▶ _Coordinate annotation records_
# # # # #
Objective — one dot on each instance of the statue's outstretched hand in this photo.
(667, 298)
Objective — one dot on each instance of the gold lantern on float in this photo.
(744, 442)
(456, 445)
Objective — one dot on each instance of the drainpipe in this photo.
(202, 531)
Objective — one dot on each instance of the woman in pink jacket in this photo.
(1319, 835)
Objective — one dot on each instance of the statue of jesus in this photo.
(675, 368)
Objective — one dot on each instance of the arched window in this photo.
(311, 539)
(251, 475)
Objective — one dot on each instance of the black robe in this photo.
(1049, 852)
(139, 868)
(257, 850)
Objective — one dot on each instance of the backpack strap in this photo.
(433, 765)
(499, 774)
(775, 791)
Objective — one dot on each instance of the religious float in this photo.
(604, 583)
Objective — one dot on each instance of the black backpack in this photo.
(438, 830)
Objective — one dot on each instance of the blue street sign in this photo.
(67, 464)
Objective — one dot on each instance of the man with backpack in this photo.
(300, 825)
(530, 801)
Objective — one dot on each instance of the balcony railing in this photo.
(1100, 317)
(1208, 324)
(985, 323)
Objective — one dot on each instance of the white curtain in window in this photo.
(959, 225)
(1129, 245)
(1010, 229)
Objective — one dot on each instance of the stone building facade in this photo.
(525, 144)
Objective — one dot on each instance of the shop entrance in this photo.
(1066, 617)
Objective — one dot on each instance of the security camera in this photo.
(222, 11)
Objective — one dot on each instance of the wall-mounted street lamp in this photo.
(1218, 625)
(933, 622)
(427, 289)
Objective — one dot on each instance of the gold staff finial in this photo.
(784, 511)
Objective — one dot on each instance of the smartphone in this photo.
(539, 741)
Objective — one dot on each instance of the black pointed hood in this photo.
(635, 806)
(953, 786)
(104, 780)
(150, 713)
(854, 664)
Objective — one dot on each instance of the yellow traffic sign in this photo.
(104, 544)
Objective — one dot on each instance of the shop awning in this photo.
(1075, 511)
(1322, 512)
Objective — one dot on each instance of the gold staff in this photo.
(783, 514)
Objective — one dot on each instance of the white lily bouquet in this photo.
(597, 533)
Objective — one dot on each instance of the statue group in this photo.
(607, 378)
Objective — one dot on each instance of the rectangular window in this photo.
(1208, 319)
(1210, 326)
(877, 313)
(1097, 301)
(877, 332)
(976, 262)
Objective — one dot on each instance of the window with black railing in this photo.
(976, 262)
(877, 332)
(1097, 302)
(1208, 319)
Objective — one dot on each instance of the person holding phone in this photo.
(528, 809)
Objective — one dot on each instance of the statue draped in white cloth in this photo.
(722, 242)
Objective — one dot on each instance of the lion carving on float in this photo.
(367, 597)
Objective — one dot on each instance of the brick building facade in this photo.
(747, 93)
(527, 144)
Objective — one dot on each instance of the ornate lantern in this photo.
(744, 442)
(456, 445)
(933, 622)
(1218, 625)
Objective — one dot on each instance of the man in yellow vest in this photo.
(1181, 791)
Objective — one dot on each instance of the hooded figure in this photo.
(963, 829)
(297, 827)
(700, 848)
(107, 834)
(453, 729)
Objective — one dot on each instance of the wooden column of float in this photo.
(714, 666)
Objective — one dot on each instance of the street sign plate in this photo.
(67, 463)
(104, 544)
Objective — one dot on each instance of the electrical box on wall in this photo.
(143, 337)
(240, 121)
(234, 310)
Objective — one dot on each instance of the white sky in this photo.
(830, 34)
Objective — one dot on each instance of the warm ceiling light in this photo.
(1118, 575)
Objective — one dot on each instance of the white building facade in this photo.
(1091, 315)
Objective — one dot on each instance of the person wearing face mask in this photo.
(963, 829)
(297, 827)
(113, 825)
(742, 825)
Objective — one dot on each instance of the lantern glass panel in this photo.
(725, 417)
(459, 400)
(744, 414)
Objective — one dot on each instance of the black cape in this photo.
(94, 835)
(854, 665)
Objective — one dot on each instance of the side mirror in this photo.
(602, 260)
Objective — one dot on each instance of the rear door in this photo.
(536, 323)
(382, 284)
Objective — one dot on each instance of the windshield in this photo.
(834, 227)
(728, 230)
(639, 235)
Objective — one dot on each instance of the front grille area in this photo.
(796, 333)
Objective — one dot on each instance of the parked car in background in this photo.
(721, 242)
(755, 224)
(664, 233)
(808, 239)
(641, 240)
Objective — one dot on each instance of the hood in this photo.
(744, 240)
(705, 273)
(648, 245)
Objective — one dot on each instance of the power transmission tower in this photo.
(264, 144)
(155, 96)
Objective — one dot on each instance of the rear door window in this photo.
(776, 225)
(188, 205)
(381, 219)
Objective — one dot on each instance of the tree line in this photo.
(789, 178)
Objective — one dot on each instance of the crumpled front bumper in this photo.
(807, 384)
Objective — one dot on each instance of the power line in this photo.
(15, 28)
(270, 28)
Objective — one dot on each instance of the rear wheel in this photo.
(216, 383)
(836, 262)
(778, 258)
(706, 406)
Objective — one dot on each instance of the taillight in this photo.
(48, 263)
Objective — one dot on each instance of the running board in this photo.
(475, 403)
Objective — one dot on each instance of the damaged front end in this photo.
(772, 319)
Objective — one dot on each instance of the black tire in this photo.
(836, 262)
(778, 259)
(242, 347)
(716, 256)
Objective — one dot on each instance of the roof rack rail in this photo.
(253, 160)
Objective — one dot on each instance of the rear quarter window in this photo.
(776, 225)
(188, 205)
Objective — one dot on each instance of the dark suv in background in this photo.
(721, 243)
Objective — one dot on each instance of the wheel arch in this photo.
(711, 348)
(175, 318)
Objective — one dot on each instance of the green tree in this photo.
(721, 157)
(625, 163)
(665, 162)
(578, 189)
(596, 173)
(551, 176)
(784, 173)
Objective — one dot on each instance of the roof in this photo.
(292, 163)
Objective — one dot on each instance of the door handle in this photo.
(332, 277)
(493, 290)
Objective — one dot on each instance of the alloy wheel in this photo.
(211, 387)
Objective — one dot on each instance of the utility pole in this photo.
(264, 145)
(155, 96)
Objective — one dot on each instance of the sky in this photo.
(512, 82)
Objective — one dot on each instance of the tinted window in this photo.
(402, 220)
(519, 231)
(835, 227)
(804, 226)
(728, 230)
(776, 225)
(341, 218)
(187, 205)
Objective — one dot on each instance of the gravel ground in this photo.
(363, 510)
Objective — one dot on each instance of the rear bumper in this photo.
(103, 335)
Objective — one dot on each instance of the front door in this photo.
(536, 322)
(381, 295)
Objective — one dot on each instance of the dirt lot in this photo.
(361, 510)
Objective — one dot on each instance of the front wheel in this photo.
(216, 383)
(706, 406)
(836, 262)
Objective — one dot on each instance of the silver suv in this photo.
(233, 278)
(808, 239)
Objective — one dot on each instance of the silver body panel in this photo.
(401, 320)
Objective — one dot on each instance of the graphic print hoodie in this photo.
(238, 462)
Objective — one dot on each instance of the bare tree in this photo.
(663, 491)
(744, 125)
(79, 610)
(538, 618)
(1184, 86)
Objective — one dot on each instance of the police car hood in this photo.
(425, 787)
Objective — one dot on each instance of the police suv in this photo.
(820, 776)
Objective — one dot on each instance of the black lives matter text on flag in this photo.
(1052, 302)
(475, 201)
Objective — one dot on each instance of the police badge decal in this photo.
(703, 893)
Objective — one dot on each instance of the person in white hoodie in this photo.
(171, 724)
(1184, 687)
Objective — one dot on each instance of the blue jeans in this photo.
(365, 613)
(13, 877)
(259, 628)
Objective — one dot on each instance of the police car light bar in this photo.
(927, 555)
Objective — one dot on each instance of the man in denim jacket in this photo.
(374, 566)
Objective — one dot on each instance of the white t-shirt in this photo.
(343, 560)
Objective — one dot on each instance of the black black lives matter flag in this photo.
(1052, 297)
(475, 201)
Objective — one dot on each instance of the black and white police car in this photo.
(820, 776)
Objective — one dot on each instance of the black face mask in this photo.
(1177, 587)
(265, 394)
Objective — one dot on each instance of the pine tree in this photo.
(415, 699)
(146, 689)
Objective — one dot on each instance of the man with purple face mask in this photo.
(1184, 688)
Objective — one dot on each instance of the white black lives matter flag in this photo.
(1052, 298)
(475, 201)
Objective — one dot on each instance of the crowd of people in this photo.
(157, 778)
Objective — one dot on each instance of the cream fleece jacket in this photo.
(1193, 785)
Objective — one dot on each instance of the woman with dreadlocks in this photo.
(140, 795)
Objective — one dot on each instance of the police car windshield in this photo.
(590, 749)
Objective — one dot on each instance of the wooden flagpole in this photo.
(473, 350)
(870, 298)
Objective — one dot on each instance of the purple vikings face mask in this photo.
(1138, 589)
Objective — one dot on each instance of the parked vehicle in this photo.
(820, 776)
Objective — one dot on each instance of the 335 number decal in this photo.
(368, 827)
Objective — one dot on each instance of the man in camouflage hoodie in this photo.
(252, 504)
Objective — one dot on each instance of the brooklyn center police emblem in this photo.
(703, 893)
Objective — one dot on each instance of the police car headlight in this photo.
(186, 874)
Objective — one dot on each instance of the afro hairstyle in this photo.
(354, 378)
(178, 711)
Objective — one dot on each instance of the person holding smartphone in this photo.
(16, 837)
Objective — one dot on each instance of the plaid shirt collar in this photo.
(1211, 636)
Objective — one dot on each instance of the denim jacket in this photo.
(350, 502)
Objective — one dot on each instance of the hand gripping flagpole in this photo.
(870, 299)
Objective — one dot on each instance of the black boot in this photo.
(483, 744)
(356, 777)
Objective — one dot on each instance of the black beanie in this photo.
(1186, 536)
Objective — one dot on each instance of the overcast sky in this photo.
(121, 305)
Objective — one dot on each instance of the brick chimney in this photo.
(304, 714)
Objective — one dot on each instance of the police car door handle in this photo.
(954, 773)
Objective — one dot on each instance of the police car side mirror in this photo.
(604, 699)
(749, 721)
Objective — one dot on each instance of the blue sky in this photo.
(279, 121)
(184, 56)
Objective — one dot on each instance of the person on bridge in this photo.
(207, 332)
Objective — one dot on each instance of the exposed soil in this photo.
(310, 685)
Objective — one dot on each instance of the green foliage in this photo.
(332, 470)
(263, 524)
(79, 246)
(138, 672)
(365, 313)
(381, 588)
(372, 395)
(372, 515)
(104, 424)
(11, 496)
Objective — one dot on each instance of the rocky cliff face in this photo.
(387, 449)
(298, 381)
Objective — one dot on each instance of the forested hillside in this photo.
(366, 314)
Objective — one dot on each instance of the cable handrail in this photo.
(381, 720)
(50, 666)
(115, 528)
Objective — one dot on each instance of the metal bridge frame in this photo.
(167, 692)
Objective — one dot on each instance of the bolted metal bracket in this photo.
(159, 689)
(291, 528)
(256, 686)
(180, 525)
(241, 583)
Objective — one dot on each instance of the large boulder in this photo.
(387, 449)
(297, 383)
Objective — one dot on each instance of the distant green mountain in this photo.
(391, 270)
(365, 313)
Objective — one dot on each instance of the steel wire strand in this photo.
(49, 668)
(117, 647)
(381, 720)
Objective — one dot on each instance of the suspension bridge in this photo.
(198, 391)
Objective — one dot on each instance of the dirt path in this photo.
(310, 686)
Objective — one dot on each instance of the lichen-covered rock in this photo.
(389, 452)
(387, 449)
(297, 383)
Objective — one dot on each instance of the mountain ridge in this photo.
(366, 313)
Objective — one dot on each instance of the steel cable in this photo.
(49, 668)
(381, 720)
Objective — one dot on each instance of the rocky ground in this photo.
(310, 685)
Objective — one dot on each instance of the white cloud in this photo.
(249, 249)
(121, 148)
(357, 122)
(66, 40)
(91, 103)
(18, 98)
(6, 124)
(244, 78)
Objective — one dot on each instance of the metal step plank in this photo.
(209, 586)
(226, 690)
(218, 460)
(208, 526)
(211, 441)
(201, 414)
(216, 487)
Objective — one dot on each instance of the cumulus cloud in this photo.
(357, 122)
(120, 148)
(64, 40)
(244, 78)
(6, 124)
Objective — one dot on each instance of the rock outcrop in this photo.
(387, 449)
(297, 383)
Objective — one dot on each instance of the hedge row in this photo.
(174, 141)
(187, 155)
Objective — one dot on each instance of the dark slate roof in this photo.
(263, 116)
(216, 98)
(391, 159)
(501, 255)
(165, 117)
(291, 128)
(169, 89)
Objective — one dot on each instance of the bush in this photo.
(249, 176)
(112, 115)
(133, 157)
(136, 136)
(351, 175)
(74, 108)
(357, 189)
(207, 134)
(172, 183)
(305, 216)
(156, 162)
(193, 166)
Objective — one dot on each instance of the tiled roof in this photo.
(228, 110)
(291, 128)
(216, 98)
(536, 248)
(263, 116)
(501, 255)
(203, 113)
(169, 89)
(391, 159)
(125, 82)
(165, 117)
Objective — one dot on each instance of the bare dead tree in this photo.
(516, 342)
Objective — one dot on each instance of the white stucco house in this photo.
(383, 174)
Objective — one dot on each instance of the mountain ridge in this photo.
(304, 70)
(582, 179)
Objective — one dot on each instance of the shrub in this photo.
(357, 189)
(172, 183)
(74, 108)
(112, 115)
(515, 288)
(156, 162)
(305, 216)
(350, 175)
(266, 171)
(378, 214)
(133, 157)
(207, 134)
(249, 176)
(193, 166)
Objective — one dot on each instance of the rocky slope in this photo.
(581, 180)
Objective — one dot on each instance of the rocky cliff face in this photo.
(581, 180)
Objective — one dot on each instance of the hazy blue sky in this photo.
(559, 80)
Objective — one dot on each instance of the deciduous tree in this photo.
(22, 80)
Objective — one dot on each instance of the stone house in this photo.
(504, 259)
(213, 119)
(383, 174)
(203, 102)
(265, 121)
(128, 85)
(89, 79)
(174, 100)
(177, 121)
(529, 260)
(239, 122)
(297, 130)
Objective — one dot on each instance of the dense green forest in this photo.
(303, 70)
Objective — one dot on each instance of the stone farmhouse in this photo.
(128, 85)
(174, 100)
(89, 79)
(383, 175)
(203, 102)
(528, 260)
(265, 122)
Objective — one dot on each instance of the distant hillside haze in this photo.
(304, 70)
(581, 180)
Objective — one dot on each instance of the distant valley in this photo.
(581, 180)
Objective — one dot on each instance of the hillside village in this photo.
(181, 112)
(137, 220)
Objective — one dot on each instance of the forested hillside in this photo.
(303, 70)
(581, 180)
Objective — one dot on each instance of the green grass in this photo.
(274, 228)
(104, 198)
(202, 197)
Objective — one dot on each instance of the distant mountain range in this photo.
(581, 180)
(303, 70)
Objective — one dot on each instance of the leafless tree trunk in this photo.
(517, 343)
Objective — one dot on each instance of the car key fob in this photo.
# # # # #
▶ _Exercise details_
Copy out verbatim the lines starting at the one that contains "Objective — one dot on each instance of the leafless" and ending with the final line above.

▶ _Solved problem_
Objective — one dot on each instance of the leafless tree trunk in this photo.
(517, 343)
Objective — one dot on each instance of the car key fob in this photo.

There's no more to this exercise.